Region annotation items
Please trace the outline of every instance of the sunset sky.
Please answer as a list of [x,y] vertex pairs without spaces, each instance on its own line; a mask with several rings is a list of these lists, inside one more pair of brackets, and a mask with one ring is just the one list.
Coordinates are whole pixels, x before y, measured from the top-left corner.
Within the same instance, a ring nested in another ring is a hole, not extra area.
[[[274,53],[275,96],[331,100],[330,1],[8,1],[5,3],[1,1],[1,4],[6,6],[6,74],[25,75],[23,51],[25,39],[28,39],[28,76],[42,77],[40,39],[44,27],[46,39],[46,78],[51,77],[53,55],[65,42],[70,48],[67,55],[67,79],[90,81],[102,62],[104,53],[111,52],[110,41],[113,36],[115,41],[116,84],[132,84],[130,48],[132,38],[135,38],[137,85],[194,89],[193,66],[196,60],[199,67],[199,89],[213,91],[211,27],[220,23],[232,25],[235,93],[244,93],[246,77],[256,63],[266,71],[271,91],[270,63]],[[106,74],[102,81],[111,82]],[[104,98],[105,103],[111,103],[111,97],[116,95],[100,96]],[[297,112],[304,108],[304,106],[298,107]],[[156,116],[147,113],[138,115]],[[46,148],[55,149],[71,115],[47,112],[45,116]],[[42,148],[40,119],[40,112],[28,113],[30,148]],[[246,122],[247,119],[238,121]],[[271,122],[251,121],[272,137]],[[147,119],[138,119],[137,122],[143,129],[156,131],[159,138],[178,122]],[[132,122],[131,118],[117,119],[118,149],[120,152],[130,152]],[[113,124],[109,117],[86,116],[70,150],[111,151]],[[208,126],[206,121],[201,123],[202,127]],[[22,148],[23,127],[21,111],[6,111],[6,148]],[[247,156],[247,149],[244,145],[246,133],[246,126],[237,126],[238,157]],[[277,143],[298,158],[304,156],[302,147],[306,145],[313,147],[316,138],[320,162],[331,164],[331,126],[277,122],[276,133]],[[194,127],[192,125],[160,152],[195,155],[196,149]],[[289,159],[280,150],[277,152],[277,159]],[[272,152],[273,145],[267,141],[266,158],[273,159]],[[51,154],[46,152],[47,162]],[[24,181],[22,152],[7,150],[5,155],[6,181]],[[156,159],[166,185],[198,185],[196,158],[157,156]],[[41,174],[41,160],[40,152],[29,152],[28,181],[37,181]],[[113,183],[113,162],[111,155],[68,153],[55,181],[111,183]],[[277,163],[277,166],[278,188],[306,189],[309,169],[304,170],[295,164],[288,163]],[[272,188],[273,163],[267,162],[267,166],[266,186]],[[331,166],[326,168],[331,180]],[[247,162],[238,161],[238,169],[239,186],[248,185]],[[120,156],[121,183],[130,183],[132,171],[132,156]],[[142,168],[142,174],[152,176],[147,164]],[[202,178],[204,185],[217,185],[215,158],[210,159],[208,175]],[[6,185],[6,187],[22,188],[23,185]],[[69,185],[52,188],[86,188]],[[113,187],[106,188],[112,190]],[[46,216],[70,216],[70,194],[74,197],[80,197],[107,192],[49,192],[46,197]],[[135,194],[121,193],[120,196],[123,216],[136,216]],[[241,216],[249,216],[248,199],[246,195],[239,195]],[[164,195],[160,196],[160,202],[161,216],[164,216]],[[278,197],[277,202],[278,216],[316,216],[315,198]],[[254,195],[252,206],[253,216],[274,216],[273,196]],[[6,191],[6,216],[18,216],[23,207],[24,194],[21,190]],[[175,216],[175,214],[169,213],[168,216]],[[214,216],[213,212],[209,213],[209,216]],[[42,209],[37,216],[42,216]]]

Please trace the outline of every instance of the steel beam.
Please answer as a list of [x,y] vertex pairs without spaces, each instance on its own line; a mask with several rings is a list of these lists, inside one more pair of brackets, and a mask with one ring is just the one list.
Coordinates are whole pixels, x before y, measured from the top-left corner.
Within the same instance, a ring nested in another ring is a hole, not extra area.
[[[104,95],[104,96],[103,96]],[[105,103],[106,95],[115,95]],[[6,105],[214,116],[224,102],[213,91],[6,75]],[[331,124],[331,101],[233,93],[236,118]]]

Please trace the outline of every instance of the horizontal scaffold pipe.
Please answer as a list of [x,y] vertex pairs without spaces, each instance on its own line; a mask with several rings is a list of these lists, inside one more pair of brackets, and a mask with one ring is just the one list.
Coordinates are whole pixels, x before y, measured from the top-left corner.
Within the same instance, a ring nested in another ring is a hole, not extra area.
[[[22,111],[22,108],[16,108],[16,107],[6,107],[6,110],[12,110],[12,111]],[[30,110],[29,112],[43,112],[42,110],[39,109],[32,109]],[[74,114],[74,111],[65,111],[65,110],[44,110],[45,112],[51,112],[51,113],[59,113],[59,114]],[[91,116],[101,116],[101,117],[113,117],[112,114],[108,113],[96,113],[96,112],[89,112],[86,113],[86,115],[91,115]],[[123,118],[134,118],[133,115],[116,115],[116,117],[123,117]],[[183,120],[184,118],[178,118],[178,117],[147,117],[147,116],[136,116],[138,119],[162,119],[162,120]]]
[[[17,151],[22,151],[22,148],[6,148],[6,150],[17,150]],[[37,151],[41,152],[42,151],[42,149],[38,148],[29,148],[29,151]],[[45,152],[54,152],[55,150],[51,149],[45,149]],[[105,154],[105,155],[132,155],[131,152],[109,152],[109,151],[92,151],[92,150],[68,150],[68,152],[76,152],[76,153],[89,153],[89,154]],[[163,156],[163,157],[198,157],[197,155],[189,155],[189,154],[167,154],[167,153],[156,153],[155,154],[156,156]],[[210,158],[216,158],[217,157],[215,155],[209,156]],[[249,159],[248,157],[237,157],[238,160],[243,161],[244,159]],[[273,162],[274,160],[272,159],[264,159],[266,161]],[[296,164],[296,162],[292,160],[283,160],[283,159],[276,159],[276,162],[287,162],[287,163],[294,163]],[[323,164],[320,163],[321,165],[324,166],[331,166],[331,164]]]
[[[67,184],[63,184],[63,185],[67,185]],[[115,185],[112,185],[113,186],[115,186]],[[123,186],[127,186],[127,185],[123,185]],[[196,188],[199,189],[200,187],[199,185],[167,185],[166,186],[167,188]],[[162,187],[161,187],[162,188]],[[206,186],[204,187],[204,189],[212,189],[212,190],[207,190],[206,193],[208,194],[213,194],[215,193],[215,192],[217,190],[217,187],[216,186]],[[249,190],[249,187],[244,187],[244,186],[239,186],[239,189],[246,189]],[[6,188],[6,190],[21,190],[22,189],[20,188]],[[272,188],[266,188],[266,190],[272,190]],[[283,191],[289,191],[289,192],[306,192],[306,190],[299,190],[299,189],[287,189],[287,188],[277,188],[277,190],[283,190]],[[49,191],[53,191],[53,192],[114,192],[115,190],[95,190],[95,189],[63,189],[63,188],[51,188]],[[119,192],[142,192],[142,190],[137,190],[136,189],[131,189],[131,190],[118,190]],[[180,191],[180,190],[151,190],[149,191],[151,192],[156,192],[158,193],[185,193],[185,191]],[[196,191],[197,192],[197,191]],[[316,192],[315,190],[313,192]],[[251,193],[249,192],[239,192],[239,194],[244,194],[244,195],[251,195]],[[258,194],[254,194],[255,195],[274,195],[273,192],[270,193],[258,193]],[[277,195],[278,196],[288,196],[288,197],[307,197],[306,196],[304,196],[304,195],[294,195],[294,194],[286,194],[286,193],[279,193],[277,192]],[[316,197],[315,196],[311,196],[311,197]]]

*Exercise aim*. The records above should be repeated in full, exactly as given.

*Worked solution*.
Please trace the outline of every instance of the sunset sky.
Please answer as a list of [x,y] vertex pairs without spaces, each instance on its own line; a mask with several rings is a list of these lists, inside one more pair of brackets, and a mask with one ring is just the one list.
Coordinates are whole pixels, x before y, measured from the top-left corner.
Within the same instance, a ring nested in another ring is a hole, not extra area.
[[[274,53],[275,96],[331,100],[330,1],[8,1],[5,3],[1,1],[1,4],[6,6],[6,74],[25,75],[23,51],[25,39],[28,39],[28,76],[42,77],[40,39],[44,27],[46,39],[46,78],[51,77],[53,55],[65,42],[70,48],[67,55],[67,79],[90,81],[102,62],[104,53],[111,52],[110,41],[113,36],[115,41],[116,84],[132,84],[130,48],[132,38],[135,38],[137,85],[194,89],[193,66],[196,60],[199,67],[199,89],[213,91],[211,27],[220,23],[232,25],[235,93],[244,93],[246,77],[256,63],[266,71],[271,91],[270,63]],[[106,74],[102,81],[111,82]],[[104,98],[105,103],[111,103],[111,97],[116,95],[100,96]],[[297,112],[304,108],[304,106],[298,107]],[[156,116],[147,113],[138,115]],[[46,148],[55,149],[71,115],[47,112],[45,116]],[[42,148],[40,119],[40,112],[28,113],[30,148]],[[246,122],[247,119],[238,121]],[[271,122],[251,121],[272,137]],[[147,119],[138,119],[137,122],[143,129],[156,131],[159,138],[178,122]],[[132,122],[131,118],[117,119],[118,149],[120,152],[130,152]],[[113,124],[109,117],[86,116],[70,150],[111,151]],[[208,126],[206,121],[201,123],[202,127]],[[22,148],[23,127],[21,111],[6,111],[6,148]],[[247,156],[247,149],[244,145],[246,133],[246,126],[237,126],[238,157]],[[277,143],[298,158],[304,156],[302,147],[306,145],[313,147],[316,138],[320,162],[331,164],[331,126],[277,122],[276,133]],[[194,127],[192,125],[160,152],[195,155],[196,149]],[[289,159],[280,150],[277,152],[277,159]],[[272,152],[273,145],[267,141],[266,158],[273,159]],[[51,154],[46,152],[47,162]],[[24,181],[22,152],[7,150],[5,155],[6,181]],[[156,159],[166,185],[198,185],[196,158],[157,156]],[[41,174],[41,160],[40,152],[29,152],[28,181],[37,181]],[[113,183],[113,162],[111,155],[68,153],[55,181],[111,183]],[[277,163],[277,166],[278,188],[306,189],[309,169],[304,170],[295,164],[288,163]],[[272,188],[273,163],[267,162],[267,166],[266,186]],[[331,166],[326,168],[331,180]],[[247,162],[238,161],[238,169],[239,186],[248,185]],[[120,156],[121,183],[130,183],[132,171],[132,156]],[[142,168],[142,174],[152,176],[147,164]],[[202,178],[204,185],[217,185],[215,158],[210,159],[208,175]],[[6,185],[6,187],[22,188],[23,185]],[[69,185],[52,188],[86,188]],[[113,187],[106,188],[112,190]],[[46,216],[70,216],[70,194],[74,197],[80,197],[107,192],[49,192],[46,197]],[[135,194],[121,193],[120,196],[123,216],[136,216]],[[241,216],[249,216],[248,199],[246,195],[239,195]],[[164,195],[160,196],[160,202],[161,216],[164,216]],[[278,197],[277,202],[278,216],[316,216],[315,198]],[[254,195],[252,206],[253,216],[274,216],[273,196]],[[6,191],[6,216],[18,216],[23,207],[24,194],[21,190]],[[175,216],[175,214],[169,213],[168,216]],[[214,216],[213,212],[209,213],[209,216]],[[42,209],[37,216],[42,216]]]

Please trace the outline of every instance of the steel beam.
Please answer as a list of [x,y] vertex pairs without spaces, each instance on its own line; a mask with several rings is a list of these lists, inside one more pair of brackets, and a mask with one ring is just the one list.
Coordinates are whole pixels, x before y, measured from the top-left corner.
Within the same instance, a ring nested in another ring is a hole, not extra area.
[[[104,95],[104,96],[103,96]],[[105,103],[106,95],[115,95]],[[6,105],[214,116],[224,102],[213,91],[6,75]],[[331,124],[331,101],[233,93],[236,118]]]

Please trace the outline of every instance of the horizontal scaffold pipe.
Please answer as a list of [x,y] vertex pairs without spaces, each instance on its own line; a mask with several rings is a list of these lists, inside one more pair of brackets, and a mask with one ring is just the one list.
Coordinates are whole pixels, x before y, measured from the top-left corner.
Within the same instance, a ring nested in another ring is a hole, not extra area.
[[[22,111],[22,108],[16,108],[16,107],[6,107],[6,110],[12,110],[12,111]],[[30,110],[29,112],[43,112],[42,110],[39,109],[32,109]],[[74,114],[74,111],[65,111],[65,110],[44,110],[45,112],[51,112],[51,113],[59,113],[59,114]],[[91,116],[101,116],[101,117],[113,117],[112,114],[108,113],[96,113],[96,112],[89,112],[86,113],[86,115],[91,115]],[[123,118],[134,118],[133,115],[116,115],[116,117],[123,117]],[[183,120],[184,118],[178,118],[178,117],[147,117],[147,116],[136,116],[138,119],[162,119],[162,120]]]
[[[17,151],[22,151],[22,148],[6,148],[6,150],[17,150]],[[37,151],[41,152],[42,151],[42,149],[38,148],[29,148],[29,151]],[[45,152],[54,152],[55,150],[51,149],[45,149]],[[105,154],[105,155],[132,155],[131,152],[109,152],[109,151],[92,151],[92,150],[68,150],[68,152],[76,152],[76,153],[89,153],[89,154]],[[163,156],[163,157],[198,157],[197,155],[189,155],[189,154],[167,154],[167,153],[156,153],[155,154],[156,156]],[[210,158],[216,158],[217,157],[215,155],[209,156]],[[249,159],[248,157],[237,157],[238,160],[243,161],[244,159]],[[273,162],[274,160],[272,159],[264,159],[266,161]],[[296,164],[296,162],[292,160],[283,160],[283,159],[276,159],[276,162],[287,162],[287,163],[294,163]],[[323,164],[320,163],[321,165],[324,166],[331,166],[331,164]]]
[[[67,184],[63,184],[63,185],[67,185]],[[115,185],[112,185],[113,186],[115,186]],[[123,186],[127,186],[127,185],[123,185]],[[196,188],[199,189],[200,187],[199,185],[167,185],[166,186],[167,188]],[[162,187],[161,187],[162,188]],[[206,186],[204,187],[204,189],[212,189],[212,190],[207,190],[206,193],[208,194],[213,194],[215,193],[215,192],[217,190],[217,187],[216,186]],[[249,190],[249,187],[244,187],[244,186],[239,186],[239,189],[246,189]],[[6,188],[6,190],[21,190],[22,189],[20,188]],[[272,188],[266,188],[266,190],[272,190]],[[283,191],[289,191],[289,192],[306,192],[306,190],[299,190],[299,189],[287,189],[287,188],[277,188],[277,190],[283,190]],[[49,191],[53,191],[53,192],[114,192],[115,190],[95,190],[95,189],[63,189],[63,188],[51,188]],[[119,192],[142,192],[142,190],[137,190],[136,189],[131,189],[131,190],[118,190]],[[180,191],[180,190],[151,190],[149,191],[151,192],[156,192],[158,193],[185,193],[185,191]],[[196,191],[197,192],[197,191]],[[316,192],[315,190],[313,192]],[[251,193],[249,192],[239,192],[239,194],[244,194],[244,195],[251,195]],[[258,194],[254,194],[255,195],[274,195],[273,192],[270,193],[258,193]],[[277,195],[278,196],[288,196],[288,197],[307,197],[306,196],[304,196],[304,195],[294,195],[294,194],[286,194],[286,193],[279,193],[277,192]],[[316,197],[315,196],[311,196],[311,197]]]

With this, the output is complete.